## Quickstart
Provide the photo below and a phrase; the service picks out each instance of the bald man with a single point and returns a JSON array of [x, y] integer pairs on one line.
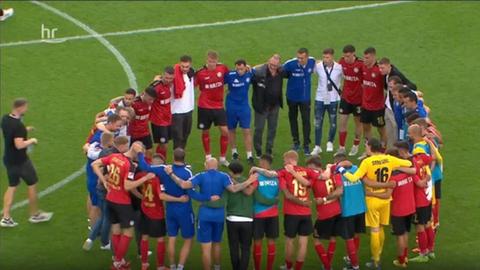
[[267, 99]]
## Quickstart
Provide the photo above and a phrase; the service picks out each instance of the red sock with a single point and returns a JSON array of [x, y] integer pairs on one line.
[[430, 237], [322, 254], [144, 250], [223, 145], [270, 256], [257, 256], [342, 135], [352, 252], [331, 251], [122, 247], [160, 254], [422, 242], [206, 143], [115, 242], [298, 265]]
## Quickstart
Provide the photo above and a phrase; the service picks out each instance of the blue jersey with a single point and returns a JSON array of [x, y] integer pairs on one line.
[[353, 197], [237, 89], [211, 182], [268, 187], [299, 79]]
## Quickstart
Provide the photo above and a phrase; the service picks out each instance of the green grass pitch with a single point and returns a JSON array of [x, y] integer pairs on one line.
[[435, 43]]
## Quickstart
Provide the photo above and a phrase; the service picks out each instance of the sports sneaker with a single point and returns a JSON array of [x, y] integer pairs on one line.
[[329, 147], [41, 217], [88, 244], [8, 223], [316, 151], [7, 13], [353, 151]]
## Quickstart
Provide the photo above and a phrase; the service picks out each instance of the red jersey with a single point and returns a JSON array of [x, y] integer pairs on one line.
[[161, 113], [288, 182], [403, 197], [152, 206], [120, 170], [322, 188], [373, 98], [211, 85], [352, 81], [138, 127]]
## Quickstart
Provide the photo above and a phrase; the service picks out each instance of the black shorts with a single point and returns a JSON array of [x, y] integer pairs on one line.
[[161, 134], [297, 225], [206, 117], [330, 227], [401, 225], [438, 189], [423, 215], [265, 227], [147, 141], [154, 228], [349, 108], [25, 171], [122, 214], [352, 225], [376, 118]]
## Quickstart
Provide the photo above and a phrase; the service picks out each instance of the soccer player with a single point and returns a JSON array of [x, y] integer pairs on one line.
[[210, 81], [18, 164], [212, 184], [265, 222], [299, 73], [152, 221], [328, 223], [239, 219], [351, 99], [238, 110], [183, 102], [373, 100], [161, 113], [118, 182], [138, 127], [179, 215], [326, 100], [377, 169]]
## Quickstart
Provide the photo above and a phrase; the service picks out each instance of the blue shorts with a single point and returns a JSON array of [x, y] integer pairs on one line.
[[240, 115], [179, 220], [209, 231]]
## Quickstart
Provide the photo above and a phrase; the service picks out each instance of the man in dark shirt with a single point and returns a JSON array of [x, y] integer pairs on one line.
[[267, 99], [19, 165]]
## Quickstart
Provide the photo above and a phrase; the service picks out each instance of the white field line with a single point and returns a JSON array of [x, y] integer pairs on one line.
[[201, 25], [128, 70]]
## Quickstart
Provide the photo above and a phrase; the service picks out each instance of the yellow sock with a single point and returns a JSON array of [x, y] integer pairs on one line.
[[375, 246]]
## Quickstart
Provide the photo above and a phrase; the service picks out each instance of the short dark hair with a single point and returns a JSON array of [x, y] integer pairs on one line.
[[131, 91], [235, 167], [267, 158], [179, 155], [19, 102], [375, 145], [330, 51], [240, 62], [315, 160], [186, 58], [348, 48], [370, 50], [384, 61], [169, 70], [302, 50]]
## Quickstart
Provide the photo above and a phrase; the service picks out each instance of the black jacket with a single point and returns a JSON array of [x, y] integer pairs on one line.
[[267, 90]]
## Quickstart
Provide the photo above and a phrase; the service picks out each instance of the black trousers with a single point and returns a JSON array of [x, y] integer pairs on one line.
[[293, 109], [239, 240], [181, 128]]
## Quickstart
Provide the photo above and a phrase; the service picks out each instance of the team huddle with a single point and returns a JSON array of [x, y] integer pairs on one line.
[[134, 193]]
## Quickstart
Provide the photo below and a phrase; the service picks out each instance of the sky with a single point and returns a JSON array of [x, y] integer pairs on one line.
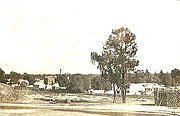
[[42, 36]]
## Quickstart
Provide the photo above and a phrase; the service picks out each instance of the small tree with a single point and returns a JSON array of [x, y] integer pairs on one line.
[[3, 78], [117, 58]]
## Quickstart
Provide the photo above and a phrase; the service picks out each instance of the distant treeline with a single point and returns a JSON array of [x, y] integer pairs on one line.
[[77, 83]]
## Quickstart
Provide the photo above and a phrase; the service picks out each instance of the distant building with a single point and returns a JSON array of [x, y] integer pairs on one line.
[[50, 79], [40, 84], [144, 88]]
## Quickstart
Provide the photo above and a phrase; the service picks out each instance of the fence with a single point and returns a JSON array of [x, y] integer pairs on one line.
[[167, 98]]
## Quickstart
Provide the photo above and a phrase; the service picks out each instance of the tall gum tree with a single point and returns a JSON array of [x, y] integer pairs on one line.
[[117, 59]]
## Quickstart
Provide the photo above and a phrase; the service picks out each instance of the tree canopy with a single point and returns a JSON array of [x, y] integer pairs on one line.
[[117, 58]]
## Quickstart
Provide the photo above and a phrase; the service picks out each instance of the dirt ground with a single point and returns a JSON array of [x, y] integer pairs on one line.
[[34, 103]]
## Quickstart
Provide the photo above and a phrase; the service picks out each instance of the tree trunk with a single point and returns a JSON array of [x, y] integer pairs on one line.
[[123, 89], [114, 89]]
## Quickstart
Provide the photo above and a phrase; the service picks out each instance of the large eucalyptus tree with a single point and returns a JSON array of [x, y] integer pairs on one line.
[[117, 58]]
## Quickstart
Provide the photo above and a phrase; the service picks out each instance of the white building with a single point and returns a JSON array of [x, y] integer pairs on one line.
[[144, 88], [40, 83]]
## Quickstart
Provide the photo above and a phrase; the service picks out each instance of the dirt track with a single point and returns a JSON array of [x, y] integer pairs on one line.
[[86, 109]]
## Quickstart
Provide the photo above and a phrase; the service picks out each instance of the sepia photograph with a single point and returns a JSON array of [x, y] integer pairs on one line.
+===+
**Exercise objective**
Return every line of the material above that contains the string "below", treating uppercase and lowercase letters as distinct.

**Response to the exercise**
Provide the photo below and a phrase; the service picks out each instance of the bald man with a single point and returns a JSON array of [x, y] integer pairs on one line.
Provide the photo below and a phrase; the service picks out each instance of the sky with a single point and returns a JSON array of [x, y] integer pairs on one line.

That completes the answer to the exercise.